◆ **DIRECTIONS FOR THIS TASK**
Reproduce the listing below verbatim, starting at the line that contains "Give the outline of every instance of the blue" and continuing through the last line of the listing, both ends included.

____________________

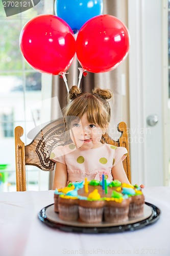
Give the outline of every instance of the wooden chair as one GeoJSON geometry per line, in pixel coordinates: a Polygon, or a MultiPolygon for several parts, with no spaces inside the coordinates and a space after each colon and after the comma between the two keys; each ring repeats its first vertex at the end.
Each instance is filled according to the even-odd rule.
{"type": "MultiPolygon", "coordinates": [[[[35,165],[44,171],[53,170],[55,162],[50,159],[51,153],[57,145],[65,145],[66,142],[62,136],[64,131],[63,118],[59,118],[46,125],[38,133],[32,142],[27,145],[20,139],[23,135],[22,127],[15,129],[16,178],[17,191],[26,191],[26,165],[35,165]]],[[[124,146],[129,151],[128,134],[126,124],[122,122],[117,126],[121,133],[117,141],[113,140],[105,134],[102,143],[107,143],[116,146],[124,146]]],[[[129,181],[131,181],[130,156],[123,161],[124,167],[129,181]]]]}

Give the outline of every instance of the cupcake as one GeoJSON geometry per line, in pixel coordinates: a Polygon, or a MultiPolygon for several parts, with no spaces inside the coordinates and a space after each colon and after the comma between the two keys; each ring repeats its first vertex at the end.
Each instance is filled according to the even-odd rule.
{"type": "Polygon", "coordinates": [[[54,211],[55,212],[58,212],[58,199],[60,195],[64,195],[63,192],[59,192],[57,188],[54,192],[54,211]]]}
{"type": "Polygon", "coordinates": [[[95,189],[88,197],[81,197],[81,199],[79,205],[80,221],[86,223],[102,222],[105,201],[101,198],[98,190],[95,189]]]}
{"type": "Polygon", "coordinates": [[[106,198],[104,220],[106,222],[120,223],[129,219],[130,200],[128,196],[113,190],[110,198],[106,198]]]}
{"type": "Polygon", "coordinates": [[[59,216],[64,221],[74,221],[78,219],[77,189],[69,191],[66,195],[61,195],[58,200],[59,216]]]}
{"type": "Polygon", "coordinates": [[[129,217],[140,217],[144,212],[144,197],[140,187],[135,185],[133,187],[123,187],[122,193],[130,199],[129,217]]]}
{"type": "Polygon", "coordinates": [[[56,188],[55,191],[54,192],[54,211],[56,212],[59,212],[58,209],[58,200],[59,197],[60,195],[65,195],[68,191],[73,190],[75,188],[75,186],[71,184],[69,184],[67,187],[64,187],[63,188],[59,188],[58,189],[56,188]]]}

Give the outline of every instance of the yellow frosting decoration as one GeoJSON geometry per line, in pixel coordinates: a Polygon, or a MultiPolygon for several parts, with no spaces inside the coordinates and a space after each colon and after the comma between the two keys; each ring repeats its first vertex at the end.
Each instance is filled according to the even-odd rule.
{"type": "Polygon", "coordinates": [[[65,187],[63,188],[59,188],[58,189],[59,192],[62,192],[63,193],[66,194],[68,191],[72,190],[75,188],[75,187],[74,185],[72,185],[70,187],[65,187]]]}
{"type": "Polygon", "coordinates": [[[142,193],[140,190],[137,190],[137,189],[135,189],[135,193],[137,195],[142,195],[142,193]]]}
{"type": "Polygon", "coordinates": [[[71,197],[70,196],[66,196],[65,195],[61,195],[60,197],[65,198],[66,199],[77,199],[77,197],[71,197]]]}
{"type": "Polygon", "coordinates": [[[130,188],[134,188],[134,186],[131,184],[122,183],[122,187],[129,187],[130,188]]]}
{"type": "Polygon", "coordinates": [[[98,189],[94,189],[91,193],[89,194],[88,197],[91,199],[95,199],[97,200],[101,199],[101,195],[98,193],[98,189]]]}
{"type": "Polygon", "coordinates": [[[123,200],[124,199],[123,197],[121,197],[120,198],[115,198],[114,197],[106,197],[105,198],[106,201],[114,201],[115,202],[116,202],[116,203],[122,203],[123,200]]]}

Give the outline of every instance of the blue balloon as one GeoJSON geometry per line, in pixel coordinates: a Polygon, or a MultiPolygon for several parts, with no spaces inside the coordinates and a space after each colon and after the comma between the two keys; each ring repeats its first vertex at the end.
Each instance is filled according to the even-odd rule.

____________________

◆ **RESULT OF THE EXERCISE**
Give the outline of every instance of the blue balloon as one GeoJSON geometry per line, in pixel coordinates: a Polygon, or a MultiPolygon for several parts, with no spaces inside the coordinates and a space after each colon and after the comma between the two keys; each ring repeats its first vertex at the end.
Each instance is filled according to the even-odd rule.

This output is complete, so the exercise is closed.